▶ _Given exercise_
Pull out every line of the data below that contains the string "jacket".

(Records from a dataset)
────────────────

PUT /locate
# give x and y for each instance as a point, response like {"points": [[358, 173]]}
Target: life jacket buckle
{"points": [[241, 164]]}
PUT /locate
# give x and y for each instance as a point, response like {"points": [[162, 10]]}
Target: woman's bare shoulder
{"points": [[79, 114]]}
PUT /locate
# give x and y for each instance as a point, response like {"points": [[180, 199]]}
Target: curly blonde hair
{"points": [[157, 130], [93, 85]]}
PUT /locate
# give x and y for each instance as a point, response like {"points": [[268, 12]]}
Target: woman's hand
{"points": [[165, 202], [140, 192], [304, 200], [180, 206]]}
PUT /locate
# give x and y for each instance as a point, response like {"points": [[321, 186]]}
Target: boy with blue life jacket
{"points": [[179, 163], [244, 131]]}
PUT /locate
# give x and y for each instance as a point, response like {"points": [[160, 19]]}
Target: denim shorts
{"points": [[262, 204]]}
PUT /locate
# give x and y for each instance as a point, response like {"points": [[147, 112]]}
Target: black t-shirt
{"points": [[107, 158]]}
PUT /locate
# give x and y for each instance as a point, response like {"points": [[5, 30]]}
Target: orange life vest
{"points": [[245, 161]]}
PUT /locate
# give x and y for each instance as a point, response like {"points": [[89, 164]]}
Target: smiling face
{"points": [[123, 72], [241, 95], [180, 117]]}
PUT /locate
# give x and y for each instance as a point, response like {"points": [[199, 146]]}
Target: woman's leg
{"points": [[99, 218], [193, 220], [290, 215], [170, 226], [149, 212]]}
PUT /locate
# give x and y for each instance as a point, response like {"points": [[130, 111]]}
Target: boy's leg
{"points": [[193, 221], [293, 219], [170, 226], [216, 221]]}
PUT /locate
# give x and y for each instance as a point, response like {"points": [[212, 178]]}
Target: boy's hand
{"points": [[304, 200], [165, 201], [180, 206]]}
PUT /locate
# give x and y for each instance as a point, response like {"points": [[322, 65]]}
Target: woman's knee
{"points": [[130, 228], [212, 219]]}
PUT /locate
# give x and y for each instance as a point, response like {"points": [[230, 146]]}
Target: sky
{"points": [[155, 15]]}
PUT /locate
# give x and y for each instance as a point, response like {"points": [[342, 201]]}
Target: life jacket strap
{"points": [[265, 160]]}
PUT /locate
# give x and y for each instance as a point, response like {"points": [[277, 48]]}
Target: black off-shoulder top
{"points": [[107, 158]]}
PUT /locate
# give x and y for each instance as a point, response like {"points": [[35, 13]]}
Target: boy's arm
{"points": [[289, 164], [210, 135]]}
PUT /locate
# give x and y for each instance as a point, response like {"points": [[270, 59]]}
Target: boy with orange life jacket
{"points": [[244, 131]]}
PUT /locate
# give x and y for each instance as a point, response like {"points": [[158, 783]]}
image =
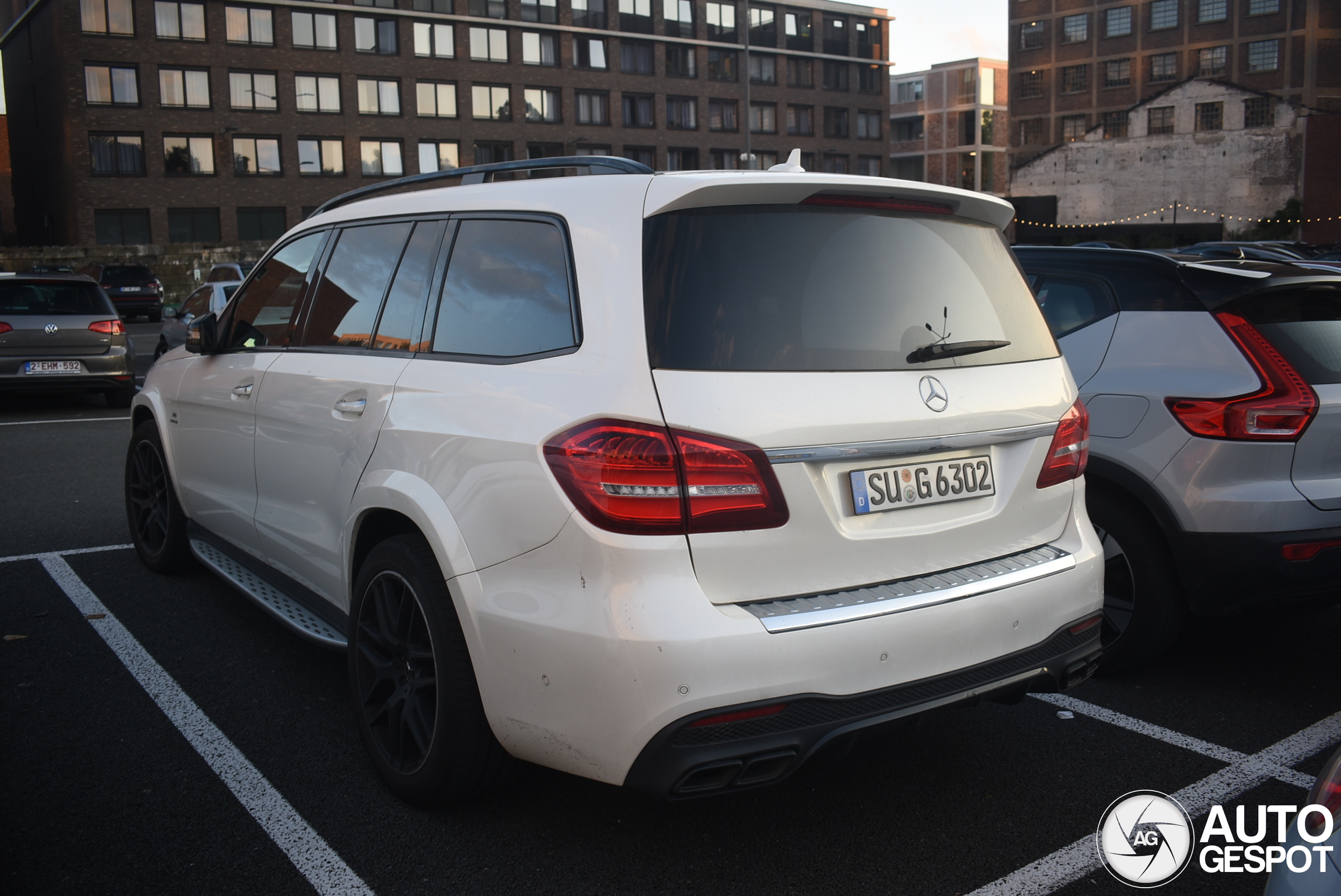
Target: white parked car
{"points": [[666, 481]]}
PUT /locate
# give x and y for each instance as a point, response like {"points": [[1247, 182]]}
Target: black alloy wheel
{"points": [[398, 672]]}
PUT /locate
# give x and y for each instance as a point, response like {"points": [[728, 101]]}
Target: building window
{"points": [[546, 11], [1117, 73], [682, 113], [321, 157], [117, 153], [1210, 117], [722, 65], [1074, 80], [381, 157], [1211, 11], [636, 57], [183, 89], [1076, 29], [121, 226], [257, 156], [542, 105], [1258, 112], [1159, 120], [439, 156], [801, 73], [836, 123], [435, 99], [589, 53], [763, 70], [1117, 23], [682, 62], [801, 121], [540, 49], [836, 75], [188, 154], [111, 86], [376, 35], [1263, 56], [1213, 61], [193, 226], [722, 22], [589, 14], [1073, 128], [763, 118], [317, 93], [379, 97], [1164, 68], [1031, 35], [593, 109], [179, 20], [250, 26], [436, 39], [260, 223], [314, 31], [491, 102], [1163, 15], [252, 90], [868, 124]]}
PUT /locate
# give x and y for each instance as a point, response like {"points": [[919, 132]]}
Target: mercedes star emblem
{"points": [[934, 393]]}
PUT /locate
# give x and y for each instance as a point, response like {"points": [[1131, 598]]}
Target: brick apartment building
{"points": [[137, 121], [949, 125]]}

────────────────

▶ _Response to this task_
Target: life jacket buckle
Target: boy with blue life jacket
Target: life jacket strap
Target: boy with orange life jacket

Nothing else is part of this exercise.